» **Work to be completed**: Extract each record and reproduce it exactly.

** START OF The records **

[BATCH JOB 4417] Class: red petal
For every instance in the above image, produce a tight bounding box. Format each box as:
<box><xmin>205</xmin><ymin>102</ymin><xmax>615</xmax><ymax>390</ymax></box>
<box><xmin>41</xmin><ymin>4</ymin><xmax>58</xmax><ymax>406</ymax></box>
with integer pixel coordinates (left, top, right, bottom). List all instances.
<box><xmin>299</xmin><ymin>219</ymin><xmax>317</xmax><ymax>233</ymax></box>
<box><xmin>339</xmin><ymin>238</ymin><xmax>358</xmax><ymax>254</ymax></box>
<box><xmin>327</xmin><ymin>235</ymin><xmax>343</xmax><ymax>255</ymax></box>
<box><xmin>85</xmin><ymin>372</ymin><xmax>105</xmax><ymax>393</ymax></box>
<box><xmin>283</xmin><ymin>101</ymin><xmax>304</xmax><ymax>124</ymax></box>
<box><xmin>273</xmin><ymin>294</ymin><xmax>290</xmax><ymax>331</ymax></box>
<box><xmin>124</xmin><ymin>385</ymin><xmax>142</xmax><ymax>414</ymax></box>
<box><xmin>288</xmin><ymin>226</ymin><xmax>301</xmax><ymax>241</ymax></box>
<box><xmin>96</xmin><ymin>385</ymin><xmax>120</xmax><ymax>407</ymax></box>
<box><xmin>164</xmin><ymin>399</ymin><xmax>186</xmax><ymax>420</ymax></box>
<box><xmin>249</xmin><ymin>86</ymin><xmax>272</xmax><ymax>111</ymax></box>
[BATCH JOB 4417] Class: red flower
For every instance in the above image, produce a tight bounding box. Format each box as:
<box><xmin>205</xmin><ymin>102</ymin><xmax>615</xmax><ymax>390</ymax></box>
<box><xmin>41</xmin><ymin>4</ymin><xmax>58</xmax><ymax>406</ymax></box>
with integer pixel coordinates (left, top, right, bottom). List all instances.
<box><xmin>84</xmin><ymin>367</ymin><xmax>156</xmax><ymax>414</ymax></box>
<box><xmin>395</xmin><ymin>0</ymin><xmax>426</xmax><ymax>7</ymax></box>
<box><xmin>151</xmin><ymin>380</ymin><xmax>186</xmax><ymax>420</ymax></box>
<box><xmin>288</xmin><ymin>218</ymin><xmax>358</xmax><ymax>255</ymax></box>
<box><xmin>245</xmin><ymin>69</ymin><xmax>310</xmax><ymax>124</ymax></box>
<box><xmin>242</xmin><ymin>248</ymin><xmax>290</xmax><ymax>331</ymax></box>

** END OF The records **

» **In response**:
[BATCH JOB 4417] Class: red petal
For every instance in the above image, produce a tight bounding box. Format each box as:
<box><xmin>205</xmin><ymin>102</ymin><xmax>615</xmax><ymax>390</ymax></box>
<box><xmin>41</xmin><ymin>4</ymin><xmax>58</xmax><ymax>406</ymax></box>
with integer pixel coordinates (left, top, right, bottom). List all instances.
<box><xmin>299</xmin><ymin>219</ymin><xmax>317</xmax><ymax>233</ymax></box>
<box><xmin>339</xmin><ymin>238</ymin><xmax>358</xmax><ymax>254</ymax></box>
<box><xmin>327</xmin><ymin>235</ymin><xmax>343</xmax><ymax>255</ymax></box>
<box><xmin>85</xmin><ymin>372</ymin><xmax>105</xmax><ymax>393</ymax></box>
<box><xmin>283</xmin><ymin>101</ymin><xmax>304</xmax><ymax>124</ymax></box>
<box><xmin>273</xmin><ymin>294</ymin><xmax>290</xmax><ymax>331</ymax></box>
<box><xmin>124</xmin><ymin>385</ymin><xmax>142</xmax><ymax>414</ymax></box>
<box><xmin>288</xmin><ymin>226</ymin><xmax>301</xmax><ymax>241</ymax></box>
<box><xmin>96</xmin><ymin>385</ymin><xmax>120</xmax><ymax>407</ymax></box>
<box><xmin>164</xmin><ymin>399</ymin><xmax>186</xmax><ymax>420</ymax></box>
<box><xmin>249</xmin><ymin>86</ymin><xmax>272</xmax><ymax>111</ymax></box>
[BATCH JOB 4417] Class: red flower
For every instance in the above image, produce a tight bounding box. Format each box as:
<box><xmin>205</xmin><ymin>102</ymin><xmax>615</xmax><ymax>390</ymax></box>
<box><xmin>41</xmin><ymin>4</ymin><xmax>58</xmax><ymax>406</ymax></box>
with integer pixel coordinates (left, top, right, bottom). List all instances.
<box><xmin>84</xmin><ymin>367</ymin><xmax>156</xmax><ymax>414</ymax></box>
<box><xmin>395</xmin><ymin>0</ymin><xmax>426</xmax><ymax>7</ymax></box>
<box><xmin>151</xmin><ymin>380</ymin><xmax>186</xmax><ymax>420</ymax></box>
<box><xmin>288</xmin><ymin>218</ymin><xmax>358</xmax><ymax>255</ymax></box>
<box><xmin>245</xmin><ymin>69</ymin><xmax>310</xmax><ymax>124</ymax></box>
<box><xmin>242</xmin><ymin>248</ymin><xmax>290</xmax><ymax>331</ymax></box>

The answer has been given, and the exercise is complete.